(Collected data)
*****

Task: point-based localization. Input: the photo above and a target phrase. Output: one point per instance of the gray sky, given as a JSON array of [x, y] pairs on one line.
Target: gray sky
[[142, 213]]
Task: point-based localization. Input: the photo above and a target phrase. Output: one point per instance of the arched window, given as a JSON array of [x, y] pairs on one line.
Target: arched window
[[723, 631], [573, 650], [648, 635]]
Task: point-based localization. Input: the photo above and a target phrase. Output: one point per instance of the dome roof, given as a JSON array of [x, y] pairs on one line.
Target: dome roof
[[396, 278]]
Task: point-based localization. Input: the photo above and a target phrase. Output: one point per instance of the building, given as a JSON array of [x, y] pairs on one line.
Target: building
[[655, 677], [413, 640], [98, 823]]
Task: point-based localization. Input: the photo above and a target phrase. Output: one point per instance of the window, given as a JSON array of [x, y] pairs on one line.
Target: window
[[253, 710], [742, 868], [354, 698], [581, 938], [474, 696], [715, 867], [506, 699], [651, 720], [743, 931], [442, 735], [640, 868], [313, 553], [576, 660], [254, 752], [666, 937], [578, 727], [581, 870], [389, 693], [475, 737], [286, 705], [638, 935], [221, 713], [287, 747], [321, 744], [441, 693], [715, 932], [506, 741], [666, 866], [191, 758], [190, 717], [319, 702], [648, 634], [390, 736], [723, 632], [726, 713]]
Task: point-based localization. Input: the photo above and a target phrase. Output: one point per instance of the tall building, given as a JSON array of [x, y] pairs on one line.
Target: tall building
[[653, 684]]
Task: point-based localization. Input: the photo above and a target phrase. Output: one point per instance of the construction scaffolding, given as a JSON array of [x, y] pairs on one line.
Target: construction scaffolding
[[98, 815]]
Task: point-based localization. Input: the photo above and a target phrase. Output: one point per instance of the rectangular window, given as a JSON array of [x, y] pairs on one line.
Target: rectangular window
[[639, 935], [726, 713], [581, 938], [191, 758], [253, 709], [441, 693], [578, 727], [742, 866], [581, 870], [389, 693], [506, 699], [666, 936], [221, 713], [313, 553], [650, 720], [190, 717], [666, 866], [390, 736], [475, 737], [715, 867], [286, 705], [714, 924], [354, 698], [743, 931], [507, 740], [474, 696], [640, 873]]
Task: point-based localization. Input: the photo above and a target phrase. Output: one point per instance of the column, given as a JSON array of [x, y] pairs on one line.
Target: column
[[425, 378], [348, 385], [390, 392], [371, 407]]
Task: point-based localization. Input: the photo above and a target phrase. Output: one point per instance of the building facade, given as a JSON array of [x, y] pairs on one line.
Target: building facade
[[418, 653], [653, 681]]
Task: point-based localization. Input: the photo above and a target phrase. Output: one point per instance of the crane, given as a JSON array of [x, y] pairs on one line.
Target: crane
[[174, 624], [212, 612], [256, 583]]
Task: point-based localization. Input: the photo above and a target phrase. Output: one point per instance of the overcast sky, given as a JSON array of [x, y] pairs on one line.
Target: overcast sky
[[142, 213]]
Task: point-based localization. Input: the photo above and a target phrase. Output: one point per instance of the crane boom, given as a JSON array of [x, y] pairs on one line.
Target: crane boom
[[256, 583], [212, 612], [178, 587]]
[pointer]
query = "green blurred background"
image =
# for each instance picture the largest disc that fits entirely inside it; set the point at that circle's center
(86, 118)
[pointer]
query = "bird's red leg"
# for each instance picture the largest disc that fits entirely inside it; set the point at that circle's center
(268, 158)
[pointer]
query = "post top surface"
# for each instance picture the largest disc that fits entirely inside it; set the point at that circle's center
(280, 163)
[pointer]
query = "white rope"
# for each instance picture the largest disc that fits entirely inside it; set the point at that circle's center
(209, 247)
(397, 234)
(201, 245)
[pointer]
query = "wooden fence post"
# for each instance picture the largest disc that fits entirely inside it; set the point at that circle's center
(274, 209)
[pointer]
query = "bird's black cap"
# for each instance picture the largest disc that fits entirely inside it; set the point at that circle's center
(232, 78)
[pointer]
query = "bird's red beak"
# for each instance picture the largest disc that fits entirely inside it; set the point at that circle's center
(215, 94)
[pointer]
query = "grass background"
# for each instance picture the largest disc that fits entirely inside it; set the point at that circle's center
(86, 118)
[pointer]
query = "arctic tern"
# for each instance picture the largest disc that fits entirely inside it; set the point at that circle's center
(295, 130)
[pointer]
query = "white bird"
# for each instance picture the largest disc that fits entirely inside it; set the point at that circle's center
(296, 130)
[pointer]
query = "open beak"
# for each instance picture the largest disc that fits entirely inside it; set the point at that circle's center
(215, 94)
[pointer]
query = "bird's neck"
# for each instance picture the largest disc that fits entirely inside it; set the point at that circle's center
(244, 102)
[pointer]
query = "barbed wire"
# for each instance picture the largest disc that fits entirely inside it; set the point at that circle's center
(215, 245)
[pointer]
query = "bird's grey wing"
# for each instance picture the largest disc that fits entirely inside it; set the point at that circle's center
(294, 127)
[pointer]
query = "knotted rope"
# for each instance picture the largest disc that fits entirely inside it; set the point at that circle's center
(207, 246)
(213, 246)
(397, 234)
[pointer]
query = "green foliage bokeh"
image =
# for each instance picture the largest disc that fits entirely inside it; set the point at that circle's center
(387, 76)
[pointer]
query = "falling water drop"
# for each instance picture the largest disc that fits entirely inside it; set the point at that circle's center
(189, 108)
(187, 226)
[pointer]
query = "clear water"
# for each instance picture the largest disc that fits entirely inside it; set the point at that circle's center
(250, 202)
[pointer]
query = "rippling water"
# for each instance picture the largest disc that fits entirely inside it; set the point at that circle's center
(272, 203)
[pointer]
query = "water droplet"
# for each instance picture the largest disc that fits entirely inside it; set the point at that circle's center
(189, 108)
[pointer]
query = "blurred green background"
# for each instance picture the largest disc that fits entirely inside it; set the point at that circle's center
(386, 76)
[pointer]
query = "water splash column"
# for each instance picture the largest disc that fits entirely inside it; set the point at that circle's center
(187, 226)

*****

*WHAT THE TASK REQUIRES*:
Write out all the rows above again, changing "point-based localization" to "point grounding" wherever it occurs and leaving everything else unchanged.

*ANSWER TO THE EXERCISE*:
Task: point grounding. Input: the photo above and a target phrase. Output: one point per instance of the gray sky, given as a JSON array of [x, y] pairs on one line.
Target: gray sky
[[142, 213]]
Task: point grounding. Input: the photo above and a target phrase. Output: one point per instance of the arched window, given as a JSON array of [x, y] pairs on one line.
Target: arched window
[[723, 631], [573, 650], [648, 635]]
Task: point grounding. Input: the photo above and a target phrase. Output: one point per instance of the dome roof, given as a JSON array of [x, y] pairs on one line.
Target: dome roof
[[396, 278]]
Task: point grounding. Input: the photo above and a target phrase. Output: one point per instance of the building, given as a JSON array of [x, y] pairs on one line.
Target: building
[[655, 677], [413, 640], [98, 823]]
Task: point grounding. Input: the photo above and a target phrase. Output: one point per instance of the window, given as a JSON array of [x, y] pairs on one line.
Target: window
[[253, 710], [742, 868], [354, 698], [581, 938], [474, 696], [715, 867], [506, 699], [651, 720], [743, 931], [442, 735], [640, 868], [313, 553], [576, 660], [254, 752], [666, 937], [578, 727], [581, 870], [389, 693], [475, 737], [286, 705], [638, 935], [221, 713], [287, 747], [321, 744], [441, 693], [715, 932], [506, 741], [666, 866], [191, 758], [190, 717], [319, 702], [648, 634], [390, 736], [723, 632], [726, 713]]
Task: point grounding. Input: the photo above and a target phrase. Output: one point per instance of the tall building, given as a JSON array of [x, y] pairs on one line.
Target: tall building
[[653, 684]]
Task: point grounding. Input: the photo above and a target phrase. Output: one point per instance of the construction scaffolding, given as a JSON array of [x, y] pairs on one line.
Target: construction scaffolding
[[98, 815]]
Task: point grounding. Input: the photo above and a target phrase. Output: one point per instance of the rectangular window, given as a JSON array of [x, y] pairs on one line.
Target: rectangular window
[[639, 935], [726, 713], [581, 938], [191, 758], [253, 709], [441, 693], [578, 727], [742, 866], [581, 870], [389, 693], [506, 699], [666, 936], [221, 713], [313, 553], [650, 720], [190, 717], [666, 866], [390, 736], [475, 737], [715, 867], [286, 705], [714, 924], [354, 698], [743, 931], [507, 740], [474, 696], [640, 873]]
Task: point grounding. Input: the photo above and a target phrase. Output: one point per instance of the column, given as a JSON array of [x, y] pairs on one line.
Target: column
[[425, 378], [348, 385], [390, 392], [371, 407]]
Task: point grounding. Input: the photo above and a target phrase. Output: one point per instance of the building facade, given as a JSON array of [x, y] pairs on one line.
Target: building facade
[[418, 653], [653, 681]]
Task: point grounding. Input: the photo above and a target phrase. Output: one point per instance of the crane, given as a JSON array of [x, y] pairs on one line.
Target: crane
[[174, 624], [212, 612], [256, 583]]
Task: point grounding. Input: the photo above and a target phrase. Output: one point per instance of the overcast sky, given as a JSON array of [x, y] pairs on one line.
Target: overcast sky
[[142, 213]]
Task: point grounding. Input: the photo above and a target phrase. Output: one point per instance of the crane boom, given as a JSON array of [x, y] pairs on one line.
Target: crane boom
[[256, 583], [212, 612], [178, 587]]
[pointer]
query = "green blurred background"
image =
# for each instance picture the largest disc that fits entirely inside it; set the point at that circle's center
(86, 118)
[pointer]
query = "bird's red leg"
# for each instance picture the largest disc that fits entirely inside it; set the point at that circle's center
(268, 158)
[pointer]
query = "post top surface"
# for each instance picture the largest disc that fits entirely inside it; set the point at that circle's center
(280, 163)
[pointer]
query = "white rope"
# for each instance picture the largest disc that fits entirely inside it; set the point at that circle's center
(209, 247)
(397, 234)
(201, 245)
[pointer]
query = "wooden fence post"
# for each instance picture the largest disc that fits entirely inside it; set the point at that circle's center
(274, 209)
[pointer]
query = "bird's black cap"
# for each instance picture the largest disc that fits entirely inside it; set the point at that circle's center
(232, 78)
[pointer]
query = "bird's red beak"
# for each instance picture the largest disc that fits entirely inside it; set the point at that circle's center
(215, 94)
[pointer]
query = "grass background"
# for each instance picture the largest disc that fits entirely inside it; set the point at that circle's center
(86, 118)
[pointer]
query = "arctic tern"
# for each instance picture the largest disc that fits entirely inside it; set the point at that circle's center
(295, 130)
[pointer]
query = "white bird"
# for each instance picture the largest disc that fits entirely inside it; set the point at that circle's center
(296, 130)
[pointer]
query = "open beak"
# for each instance picture the largest disc that fits entirely inside it; set the point at that circle's center
(215, 94)
[pointer]
query = "bird's neck"
# for each instance picture the largest disc that fits entirely inside it; set the point at that circle's center
(244, 102)
[pointer]
query = "barbed wire"
# for each instance picture the largest disc that fits entirely inside it; set the point at that circle's center
(215, 245)
[pointer]
query = "bird's grey wing"
# for each instance picture the largest disc that fits entirely inside it; set the point at that circle's center
(294, 127)
[pointer]
query = "knotted rope"
# for each instance picture the largest disc that fits entirely inside it; set the point at that circle's center
(207, 246)
(213, 246)
(397, 234)
[pointer]
query = "green foliage bokeh"
image =
# for each instance picture the largest disc that fits entirely inside it; set the point at that circle's center
(387, 76)
[pointer]
query = "falling water drop"
# for each instance picture the largest disc that fits entirely inside it; set the point at that circle's center
(189, 108)
(187, 226)
[pointer]
query = "clear water"
# for each instance picture the largest disc that fits entirely inside it; set the point at that circle's center
(250, 202)
[pointer]
query = "rippling water"
# for each instance picture the largest disc that fits entirely inside it; set the point at that circle's center
(272, 203)
[pointer]
query = "water droplet"
# for each instance picture the largest disc that fits entirely inside it; set the point at that circle's center
(189, 108)
[pointer]
query = "blurred green background"
# for each instance picture the largest disc that fits entirely inside it; set the point at that circle's center
(386, 76)
[pointer]
query = "water splash column"
# for each instance picture the largest disc that fits entirely inside it; set the point at that circle's center
(187, 226)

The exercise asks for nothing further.